To wash one’s own feet independent of the rest of the body, and even to wash the feet of others, was not an unusual act in the time and place Jesus Christ lived, in an economy of hospitality, Greek in origin. He and his friends wore sandals, of course, and customarily the feet were the most unclean part of anyone entering a home, particularly travelers. Was that the function of the first foyer, the anteroom? Odysseus, dressed as the beggar back at Ithaca, was recognized by the scar on his leg when the old nurse was cleaning his feet. A warm foot bath was a welcome, and for a friend to give one to a fellow friend was perhaps a tenderness. Reciprocity was at the heart of it. Not to return the favor was to upset a balance. It may well be that, originally, “the shoe was on the other foot” when an erstwhile guest held his former host’s upon repayment of a visit. Somewhere Guy Davenport must have an annotated bibliography on the topic, tracking it homosocially through art and literature.

In Greek drama it was even more honorable to wash a horrible foot, a putrid foot. In Philoctetes, the ogre has been exiled on his island on account of a deception rooted in foot disgust. His fellow sailors led their wounded, festering compatriot ashore and sneaked back to the boat slip without him, unable any longer to abide the smell of his rank, diseased, accursed foot. But the play concerns a second deception in which a young honorable man is enlisted, by Odysseus, to gain Philoctetes’ trust, to hear his laments and sympathize, to enter his cave and tolerate the stench—and then snatch the ogre’s magic bow when he is seized again predictably by foot pain. Because the young man’s sympathy is real, his guile is tested. Nonetheless he executes the plan and procures the treasured bow for Odysseus in the wings. It is for Philoctetes as though the first betrayal was reopened. Whatever psychic detachment from his own extremity he had managed is annihilated. His relationship with his own living rot, we know then, will only grow more shameful. And Odysseus, elsewhere the revenant hero, messiah incognito, is here a craven opportunist, whose villainy, equally, is detachment from shame.

__WHAT TO PRODUCE__.
Pick up the essay on foot washing in Greek tradition and Christian practice, continuing right after its final sentence. The rows that come next are separate material, unrelated to the essay on foot washing.

__RECORDED INFORMATION__.
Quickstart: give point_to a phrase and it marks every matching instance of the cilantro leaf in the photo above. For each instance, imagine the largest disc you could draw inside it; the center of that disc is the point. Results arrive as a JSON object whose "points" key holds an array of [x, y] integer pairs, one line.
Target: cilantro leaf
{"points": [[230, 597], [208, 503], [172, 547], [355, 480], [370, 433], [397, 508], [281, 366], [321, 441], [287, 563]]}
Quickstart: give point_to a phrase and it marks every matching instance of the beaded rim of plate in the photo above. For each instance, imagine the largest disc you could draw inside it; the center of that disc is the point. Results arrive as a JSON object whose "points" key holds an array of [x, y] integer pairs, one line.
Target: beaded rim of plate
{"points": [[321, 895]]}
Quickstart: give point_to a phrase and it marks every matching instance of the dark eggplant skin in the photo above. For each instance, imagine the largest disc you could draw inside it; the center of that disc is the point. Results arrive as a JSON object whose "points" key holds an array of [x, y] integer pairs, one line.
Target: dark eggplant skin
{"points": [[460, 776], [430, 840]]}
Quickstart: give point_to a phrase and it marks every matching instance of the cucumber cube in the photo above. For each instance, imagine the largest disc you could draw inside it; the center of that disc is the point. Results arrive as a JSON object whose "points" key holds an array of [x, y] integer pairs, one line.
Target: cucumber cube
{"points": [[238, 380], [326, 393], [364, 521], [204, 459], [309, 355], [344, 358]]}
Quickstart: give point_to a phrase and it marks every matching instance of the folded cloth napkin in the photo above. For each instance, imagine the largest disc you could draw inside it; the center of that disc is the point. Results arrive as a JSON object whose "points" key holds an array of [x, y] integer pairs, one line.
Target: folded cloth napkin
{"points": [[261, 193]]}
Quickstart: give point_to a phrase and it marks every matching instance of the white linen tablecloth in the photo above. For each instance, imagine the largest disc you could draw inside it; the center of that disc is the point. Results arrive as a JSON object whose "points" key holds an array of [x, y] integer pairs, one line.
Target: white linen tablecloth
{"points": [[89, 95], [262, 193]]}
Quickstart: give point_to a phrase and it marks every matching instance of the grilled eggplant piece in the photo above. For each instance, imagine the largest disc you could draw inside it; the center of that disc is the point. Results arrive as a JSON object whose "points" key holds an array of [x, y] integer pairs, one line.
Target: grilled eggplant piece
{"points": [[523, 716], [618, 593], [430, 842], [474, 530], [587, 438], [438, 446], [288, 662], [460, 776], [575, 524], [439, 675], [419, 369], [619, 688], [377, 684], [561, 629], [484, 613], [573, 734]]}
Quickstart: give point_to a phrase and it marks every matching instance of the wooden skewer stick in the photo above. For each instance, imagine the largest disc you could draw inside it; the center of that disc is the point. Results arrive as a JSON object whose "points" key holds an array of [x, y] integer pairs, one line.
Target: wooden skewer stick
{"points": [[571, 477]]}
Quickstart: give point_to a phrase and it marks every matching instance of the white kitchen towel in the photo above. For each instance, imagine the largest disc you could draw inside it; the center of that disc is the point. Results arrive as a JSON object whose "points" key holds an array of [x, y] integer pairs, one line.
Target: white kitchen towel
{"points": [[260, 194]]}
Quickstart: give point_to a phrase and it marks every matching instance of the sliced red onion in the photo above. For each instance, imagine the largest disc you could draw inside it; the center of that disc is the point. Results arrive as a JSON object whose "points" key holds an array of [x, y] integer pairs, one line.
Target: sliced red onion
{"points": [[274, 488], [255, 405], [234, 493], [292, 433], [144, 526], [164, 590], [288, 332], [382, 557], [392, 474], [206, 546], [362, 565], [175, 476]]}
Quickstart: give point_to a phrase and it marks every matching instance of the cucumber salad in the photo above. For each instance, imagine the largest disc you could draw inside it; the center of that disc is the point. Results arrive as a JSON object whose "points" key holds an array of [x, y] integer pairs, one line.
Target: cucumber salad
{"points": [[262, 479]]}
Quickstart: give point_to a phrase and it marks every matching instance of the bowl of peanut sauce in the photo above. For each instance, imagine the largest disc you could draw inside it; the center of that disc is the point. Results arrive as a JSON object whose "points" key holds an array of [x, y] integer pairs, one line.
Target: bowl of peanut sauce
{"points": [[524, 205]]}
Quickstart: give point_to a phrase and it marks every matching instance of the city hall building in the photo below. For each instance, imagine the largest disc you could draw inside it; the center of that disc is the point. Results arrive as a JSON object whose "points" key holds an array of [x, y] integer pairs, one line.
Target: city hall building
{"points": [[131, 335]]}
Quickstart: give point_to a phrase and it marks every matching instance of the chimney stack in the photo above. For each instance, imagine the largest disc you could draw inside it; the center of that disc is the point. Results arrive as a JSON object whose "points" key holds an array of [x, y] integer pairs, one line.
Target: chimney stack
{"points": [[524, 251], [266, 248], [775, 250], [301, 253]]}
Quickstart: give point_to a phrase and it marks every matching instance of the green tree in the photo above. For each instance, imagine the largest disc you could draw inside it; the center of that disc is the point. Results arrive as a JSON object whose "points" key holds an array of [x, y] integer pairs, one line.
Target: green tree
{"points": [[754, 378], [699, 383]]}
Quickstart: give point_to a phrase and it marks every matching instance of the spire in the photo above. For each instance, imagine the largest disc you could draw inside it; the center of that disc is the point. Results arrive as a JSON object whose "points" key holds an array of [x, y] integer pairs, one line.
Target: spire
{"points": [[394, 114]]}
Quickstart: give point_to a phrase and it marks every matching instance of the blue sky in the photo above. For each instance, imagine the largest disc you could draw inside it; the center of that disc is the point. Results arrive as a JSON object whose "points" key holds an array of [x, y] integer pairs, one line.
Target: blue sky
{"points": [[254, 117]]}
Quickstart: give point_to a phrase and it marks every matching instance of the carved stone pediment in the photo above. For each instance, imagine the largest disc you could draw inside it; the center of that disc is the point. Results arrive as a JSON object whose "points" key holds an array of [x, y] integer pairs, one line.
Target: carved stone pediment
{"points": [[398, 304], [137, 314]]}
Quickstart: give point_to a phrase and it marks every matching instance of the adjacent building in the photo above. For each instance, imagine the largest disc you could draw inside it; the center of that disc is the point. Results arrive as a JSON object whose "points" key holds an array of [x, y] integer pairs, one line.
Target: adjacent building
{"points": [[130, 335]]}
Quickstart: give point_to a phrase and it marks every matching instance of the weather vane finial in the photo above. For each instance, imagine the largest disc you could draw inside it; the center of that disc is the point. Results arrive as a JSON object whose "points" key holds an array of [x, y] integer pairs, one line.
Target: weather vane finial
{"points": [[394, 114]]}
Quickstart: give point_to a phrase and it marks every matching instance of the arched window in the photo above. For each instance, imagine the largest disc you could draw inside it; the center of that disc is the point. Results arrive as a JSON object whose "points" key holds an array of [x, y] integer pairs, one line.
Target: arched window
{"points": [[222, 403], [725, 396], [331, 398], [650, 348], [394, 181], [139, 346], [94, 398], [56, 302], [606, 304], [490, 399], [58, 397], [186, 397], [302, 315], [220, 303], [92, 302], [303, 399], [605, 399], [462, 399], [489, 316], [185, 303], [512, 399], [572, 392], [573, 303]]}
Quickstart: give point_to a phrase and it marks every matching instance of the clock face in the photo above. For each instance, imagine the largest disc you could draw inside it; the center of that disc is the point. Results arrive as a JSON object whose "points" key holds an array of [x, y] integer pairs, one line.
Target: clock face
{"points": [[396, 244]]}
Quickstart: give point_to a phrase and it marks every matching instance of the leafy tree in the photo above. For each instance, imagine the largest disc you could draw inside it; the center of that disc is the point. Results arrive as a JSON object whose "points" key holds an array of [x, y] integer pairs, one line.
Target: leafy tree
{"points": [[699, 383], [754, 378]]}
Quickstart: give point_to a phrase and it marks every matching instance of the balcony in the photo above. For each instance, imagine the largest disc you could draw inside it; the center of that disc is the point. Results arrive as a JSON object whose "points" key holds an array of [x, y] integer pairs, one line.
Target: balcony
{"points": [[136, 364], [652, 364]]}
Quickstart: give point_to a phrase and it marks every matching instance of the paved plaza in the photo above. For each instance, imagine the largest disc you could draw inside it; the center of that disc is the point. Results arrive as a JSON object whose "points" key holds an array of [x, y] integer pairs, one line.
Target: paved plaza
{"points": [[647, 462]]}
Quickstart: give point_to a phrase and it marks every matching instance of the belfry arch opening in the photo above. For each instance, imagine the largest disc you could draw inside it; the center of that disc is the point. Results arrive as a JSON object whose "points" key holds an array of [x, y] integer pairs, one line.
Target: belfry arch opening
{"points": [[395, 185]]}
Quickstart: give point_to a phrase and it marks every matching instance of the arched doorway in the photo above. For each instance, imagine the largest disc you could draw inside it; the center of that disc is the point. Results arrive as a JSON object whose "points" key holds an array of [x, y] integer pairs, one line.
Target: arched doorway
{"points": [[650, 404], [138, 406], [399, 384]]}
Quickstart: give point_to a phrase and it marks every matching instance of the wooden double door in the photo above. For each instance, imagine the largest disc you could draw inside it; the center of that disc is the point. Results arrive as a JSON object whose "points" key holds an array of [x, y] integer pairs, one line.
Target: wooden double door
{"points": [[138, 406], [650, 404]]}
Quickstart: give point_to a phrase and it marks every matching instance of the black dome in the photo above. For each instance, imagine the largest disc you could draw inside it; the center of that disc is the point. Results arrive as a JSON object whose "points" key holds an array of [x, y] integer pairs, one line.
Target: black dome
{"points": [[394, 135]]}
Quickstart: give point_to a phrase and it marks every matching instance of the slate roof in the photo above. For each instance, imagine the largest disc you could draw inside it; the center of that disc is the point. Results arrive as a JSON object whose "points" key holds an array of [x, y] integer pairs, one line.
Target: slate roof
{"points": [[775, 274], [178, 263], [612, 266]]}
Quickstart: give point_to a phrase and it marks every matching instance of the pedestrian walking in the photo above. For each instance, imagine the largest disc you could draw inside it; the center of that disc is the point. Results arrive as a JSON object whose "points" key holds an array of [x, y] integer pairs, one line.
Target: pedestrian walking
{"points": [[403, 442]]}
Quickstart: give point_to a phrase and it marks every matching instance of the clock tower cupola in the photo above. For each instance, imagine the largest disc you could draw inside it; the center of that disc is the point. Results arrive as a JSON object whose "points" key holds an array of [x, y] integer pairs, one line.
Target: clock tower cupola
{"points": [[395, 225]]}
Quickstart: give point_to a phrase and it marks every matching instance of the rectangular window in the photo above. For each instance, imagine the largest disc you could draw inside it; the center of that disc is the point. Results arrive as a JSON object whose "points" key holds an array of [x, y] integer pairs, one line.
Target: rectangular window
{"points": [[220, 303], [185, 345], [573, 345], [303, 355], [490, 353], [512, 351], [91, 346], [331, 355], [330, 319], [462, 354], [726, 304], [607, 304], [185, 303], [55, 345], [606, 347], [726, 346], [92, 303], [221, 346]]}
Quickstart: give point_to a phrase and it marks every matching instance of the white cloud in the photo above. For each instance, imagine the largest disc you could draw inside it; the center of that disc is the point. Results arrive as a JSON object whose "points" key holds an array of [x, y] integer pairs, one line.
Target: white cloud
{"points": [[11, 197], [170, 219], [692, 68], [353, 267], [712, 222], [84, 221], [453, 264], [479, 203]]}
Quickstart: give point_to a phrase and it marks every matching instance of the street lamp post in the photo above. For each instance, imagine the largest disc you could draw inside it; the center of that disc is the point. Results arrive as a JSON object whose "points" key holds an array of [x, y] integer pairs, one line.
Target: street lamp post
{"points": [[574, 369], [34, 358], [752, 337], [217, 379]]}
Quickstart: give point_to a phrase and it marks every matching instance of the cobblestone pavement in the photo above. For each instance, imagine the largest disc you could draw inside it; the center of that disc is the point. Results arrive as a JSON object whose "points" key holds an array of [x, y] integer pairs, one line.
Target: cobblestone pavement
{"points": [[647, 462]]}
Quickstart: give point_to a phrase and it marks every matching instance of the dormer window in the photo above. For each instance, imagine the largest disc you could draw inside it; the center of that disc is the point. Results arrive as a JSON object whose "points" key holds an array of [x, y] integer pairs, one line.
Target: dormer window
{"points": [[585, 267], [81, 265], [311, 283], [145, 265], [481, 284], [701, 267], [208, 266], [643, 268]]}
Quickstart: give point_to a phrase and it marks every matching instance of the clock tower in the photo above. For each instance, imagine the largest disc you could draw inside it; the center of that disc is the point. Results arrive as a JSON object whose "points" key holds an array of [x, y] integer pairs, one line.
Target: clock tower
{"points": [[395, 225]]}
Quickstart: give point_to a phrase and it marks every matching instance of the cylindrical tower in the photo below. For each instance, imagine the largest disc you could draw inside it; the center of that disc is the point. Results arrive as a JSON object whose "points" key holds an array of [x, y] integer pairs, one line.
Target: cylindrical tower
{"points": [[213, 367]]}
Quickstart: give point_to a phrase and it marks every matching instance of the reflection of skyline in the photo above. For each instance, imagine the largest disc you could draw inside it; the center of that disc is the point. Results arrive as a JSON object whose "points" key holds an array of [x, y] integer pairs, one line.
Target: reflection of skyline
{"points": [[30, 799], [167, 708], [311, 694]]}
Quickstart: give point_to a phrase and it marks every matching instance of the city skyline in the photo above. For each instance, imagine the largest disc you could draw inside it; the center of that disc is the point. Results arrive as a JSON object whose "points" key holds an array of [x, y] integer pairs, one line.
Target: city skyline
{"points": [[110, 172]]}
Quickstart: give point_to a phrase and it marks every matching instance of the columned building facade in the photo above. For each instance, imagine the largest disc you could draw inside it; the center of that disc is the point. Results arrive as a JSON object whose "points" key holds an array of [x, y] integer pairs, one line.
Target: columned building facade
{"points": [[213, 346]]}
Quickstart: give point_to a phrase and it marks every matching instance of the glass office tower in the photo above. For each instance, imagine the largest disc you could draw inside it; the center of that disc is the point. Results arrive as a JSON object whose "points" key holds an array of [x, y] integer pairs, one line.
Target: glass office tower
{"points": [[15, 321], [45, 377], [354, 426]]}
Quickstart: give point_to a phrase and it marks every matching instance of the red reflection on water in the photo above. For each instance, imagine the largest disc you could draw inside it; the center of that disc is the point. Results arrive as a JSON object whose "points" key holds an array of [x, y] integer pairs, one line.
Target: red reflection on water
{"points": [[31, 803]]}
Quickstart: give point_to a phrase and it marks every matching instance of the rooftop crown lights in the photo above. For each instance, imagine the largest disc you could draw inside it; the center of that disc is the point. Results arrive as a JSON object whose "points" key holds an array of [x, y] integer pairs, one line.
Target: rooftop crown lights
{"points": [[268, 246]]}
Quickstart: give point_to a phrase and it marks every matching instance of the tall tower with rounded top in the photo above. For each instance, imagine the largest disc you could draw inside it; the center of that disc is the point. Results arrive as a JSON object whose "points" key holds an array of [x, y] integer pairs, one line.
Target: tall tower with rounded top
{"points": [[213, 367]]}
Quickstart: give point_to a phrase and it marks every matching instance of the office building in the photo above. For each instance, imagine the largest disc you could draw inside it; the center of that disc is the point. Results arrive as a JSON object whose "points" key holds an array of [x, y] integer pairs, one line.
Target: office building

__ANSWER SECTION__.
When my stepfather Frank, in a torrent of spite and fury, humiliates my mother in the company of family or friends, over dinner or in his own hospital room, as he does regularly, relentlessly, set off by her miscomprehension of something or an oversight he has discovered, the room is stunned, shaken. There is nothing like it. Mortification is arresting for everyone present. However nefarious or admirable his other dealings may have been, the great disgrace of his life will have been his terrorism of the one devoted to him. The lasting shame of mine was enduring it by detaching from it. I left when I was seventeen, five years into their marriage, and I visit as seldom as I feel I can.

Frank has had, for five or six years now, a chronic wound on the sole of his right foot, a condition not uncommon to advanced type 2 diabetics like himself. Bones in his feet are gradually crumbling and splaying, and abrasions form. Charcot Syndrome. Because of the related impaired circulation and complete localized nerve loss, there is no pain, but there is constant danger of necrosis and toxic shock. The wound on his sole has intermittently wept and cracked and granulated for years, but never closed, despite a number of stimulative water and pressure and debridement treatments, and its inability to heal is the single reason he has been prohibited the kidney transplant for which he arranged a donor long ago but for which he would need to be infection-free during post-operative immunosuppresion therapy. The aperture of his wound has varied from dime to half-dollar size and I have seen it three or four inches deep. Even then, it was frightfully clean, like a throat.

My mother cleans it, every evening, after dinner, after the dishes. She has a kit, a kind of carpet bag, with gloves and sprays and brushes and ointments and individually wrapped antiseptic wipes. He lifts his heavy leg to the butcher block table in their kitchen, and her movements are quicker and rougher than you might imagine, though her concentration is intense. She wipes the gullet of it, and the rim, she gets it to granulate. After twenty-five years of marriage she knows this part of his body best. He hasn’t ever really seen it. Often, during, feeling nothing, he watches television.